▶ **WHAT YOU HAVE TO DO**
Restate each entry word for word, leaving nothing out.

======== ITEMS

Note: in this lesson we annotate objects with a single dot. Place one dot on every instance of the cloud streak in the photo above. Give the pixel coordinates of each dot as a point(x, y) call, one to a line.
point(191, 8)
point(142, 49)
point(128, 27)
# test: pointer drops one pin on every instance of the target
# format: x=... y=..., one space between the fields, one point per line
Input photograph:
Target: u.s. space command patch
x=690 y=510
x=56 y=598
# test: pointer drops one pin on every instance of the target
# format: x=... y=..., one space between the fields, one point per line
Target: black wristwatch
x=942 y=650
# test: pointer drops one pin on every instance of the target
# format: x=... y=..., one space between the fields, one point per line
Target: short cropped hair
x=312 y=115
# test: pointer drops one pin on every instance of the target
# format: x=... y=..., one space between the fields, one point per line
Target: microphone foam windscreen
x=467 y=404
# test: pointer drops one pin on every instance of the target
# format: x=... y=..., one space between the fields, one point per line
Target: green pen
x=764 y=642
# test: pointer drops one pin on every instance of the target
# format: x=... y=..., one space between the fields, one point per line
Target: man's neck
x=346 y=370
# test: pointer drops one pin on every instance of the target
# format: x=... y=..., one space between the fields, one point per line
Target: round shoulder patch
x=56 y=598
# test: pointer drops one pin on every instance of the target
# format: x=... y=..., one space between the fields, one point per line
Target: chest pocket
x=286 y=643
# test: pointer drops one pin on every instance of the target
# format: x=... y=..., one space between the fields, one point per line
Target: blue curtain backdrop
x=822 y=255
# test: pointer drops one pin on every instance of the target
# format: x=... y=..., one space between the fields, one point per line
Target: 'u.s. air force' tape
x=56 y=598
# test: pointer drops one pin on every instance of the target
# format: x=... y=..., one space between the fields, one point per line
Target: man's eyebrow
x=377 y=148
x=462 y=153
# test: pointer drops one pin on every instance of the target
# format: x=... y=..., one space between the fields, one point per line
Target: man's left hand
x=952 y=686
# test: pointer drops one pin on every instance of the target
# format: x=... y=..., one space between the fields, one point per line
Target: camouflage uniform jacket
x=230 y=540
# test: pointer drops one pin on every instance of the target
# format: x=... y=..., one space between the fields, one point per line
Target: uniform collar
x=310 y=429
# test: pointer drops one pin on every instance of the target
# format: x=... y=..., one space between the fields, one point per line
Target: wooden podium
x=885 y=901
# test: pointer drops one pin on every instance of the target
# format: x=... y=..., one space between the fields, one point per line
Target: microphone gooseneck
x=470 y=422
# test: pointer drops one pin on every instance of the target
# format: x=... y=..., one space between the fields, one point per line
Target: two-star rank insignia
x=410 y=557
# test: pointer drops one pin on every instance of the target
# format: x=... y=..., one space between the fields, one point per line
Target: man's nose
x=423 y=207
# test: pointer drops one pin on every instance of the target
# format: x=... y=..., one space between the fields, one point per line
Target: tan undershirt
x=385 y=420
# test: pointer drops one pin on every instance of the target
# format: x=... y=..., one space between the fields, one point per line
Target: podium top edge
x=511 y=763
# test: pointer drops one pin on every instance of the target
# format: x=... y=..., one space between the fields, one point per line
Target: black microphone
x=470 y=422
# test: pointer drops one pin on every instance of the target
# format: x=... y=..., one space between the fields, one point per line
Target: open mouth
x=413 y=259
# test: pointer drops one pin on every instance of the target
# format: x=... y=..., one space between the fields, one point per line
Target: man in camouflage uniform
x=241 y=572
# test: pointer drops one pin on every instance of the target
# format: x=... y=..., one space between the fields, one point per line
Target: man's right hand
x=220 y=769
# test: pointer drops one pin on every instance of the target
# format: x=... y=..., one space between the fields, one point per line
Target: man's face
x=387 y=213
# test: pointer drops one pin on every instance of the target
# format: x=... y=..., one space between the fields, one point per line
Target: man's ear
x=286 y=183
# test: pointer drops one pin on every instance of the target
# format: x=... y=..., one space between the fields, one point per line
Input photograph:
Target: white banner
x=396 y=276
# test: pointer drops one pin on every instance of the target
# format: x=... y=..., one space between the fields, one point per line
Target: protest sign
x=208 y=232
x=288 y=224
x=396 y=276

================

▶ **EXERCISE RESULT**
Note: in this lesson we annotate objects with a single dot. Place one dot on every instance of the cloud streak in the photo above. Give the pixel coordinates of each dot as a point(x, y) call, one to a line.
point(191, 8)
point(142, 49)
point(128, 27)
# test: pointer drops one pin on every instance of the target
# format: x=... y=..., one space between the fields, one point per line
Input photograph:
Target: u.s. space command patch
x=690 y=510
x=56 y=598
# test: pointer drops one pin on every instance of the target
# format: x=... y=..., one space between the fields, one point per line
Target: black wristwatch
x=942 y=650
# test: pointer drops one pin on every instance of the target
# format: x=... y=..., one space between the fields, one point per line
Target: short cropped hair
x=312 y=115
# test: pointer drops one pin on every instance of the target
# format: x=... y=..., one space between the fields, one point per line
Target: microphone foam windscreen
x=467 y=404
# test: pointer drops one pin on every instance of the target
# format: x=... y=..., one space between the fields, one point per line
Target: green pen
x=764 y=642
# test: pointer drops one pin on every instance of the target
# format: x=... y=..., one space between the fields, one point per line
Target: man's neck
x=346 y=370
# test: pointer drops one pin on every instance of the target
# format: x=... y=..., one space between the fields, one point per line
Target: round shoulder patch
x=56 y=598
# test: pointer drops one pin on every instance of the target
# format: x=... y=..., one space between the fields, one point per line
Target: chest pocket
x=286 y=643
# test: pointer drops one pin on every instance of the target
# format: x=... y=..., one space between the fields, one point per line
Target: blue curtain backdrop
x=822 y=255
# test: pointer drops one pin on every instance of the target
# format: x=... y=..., one space between the fields, one point per line
Target: 'u.s. air force' tape
x=56 y=598
# test: pointer drops one pin on every instance of the target
# format: x=... y=..., one space between the fields, one point per line
Target: man's eyebrow
x=377 y=148
x=462 y=153
# test: pointer drops one pin on every instance of the target
# format: x=... y=..., one space between the fields, one point per line
Target: man's left hand
x=952 y=686
# test: pointer drops one pin on every instance of the target
# format: x=... y=..., one space between the fields, one point per line
Target: camouflage uniform jacket
x=230 y=540
# test: pointer drops one pin on every instance of the target
# format: x=... y=..., one space between the fields, one point per line
Target: uniform collar
x=310 y=429
# test: pointer drops one pin on every instance of the target
# format: x=... y=..., one space between the fields, one point per line
Target: wooden podium
x=885 y=901
# test: pointer drops one pin on every instance of the target
# format: x=... y=..., one space between the fields, one point per line
Target: microphone gooseneck
x=470 y=422
# test: pointer drops one pin on every instance of the target
# format: x=... y=..., one space between the fields, one point per line
Target: two-star rank insignia
x=410 y=557
# test: pointer drops one pin on every instance of the target
# format: x=... y=..., one space between the fields, one point per line
Target: man's nose
x=423 y=207
# test: pointer drops one pin on every instance of the target
# format: x=... y=..., one space between the fields, one point per line
Target: tan undershirt
x=385 y=420
# test: pointer drops one pin on every instance of the target
# format: x=... y=..., one space between the fields, one point per line
Target: podium top edge
x=511 y=763
# test: pointer drops one pin on every instance of the target
# format: x=... y=..., one space between the fields, one point per line
Target: black microphone
x=470 y=422
# test: pointer drops one pin on every instance of the target
# format: x=... y=..., one space between the fields, one point per line
Target: open mouth
x=413 y=259
# test: pointer drops one pin on every instance of the target
# format: x=... y=..., one space between the fields, one point per line
Target: man in camouflage uniform
x=241 y=572
# test: pointer drops one pin on every instance of the target
# format: x=... y=..., one space between the fields, one point per line
Target: man's right hand
x=220 y=769
# test: pointer drops one pin on every instance of the target
# format: x=... y=..., one space between the fields, one point per line
Target: man's face
x=387 y=213
# test: pointer drops one pin on every instance of the target
# format: x=... y=..., one space between the fields, one point per line
Target: man's ear
x=286 y=183
# test: pointer drops one pin on every instance of the target
# format: x=... y=..., one space between the fields, one point per line
Input photograph:
Target: white banner
x=396 y=276
# test: pointer drops one pin on every instance of the target
# format: x=... y=..., one space between the fields, one point per line
Target: protest sign
x=208 y=232
x=288 y=224
x=396 y=276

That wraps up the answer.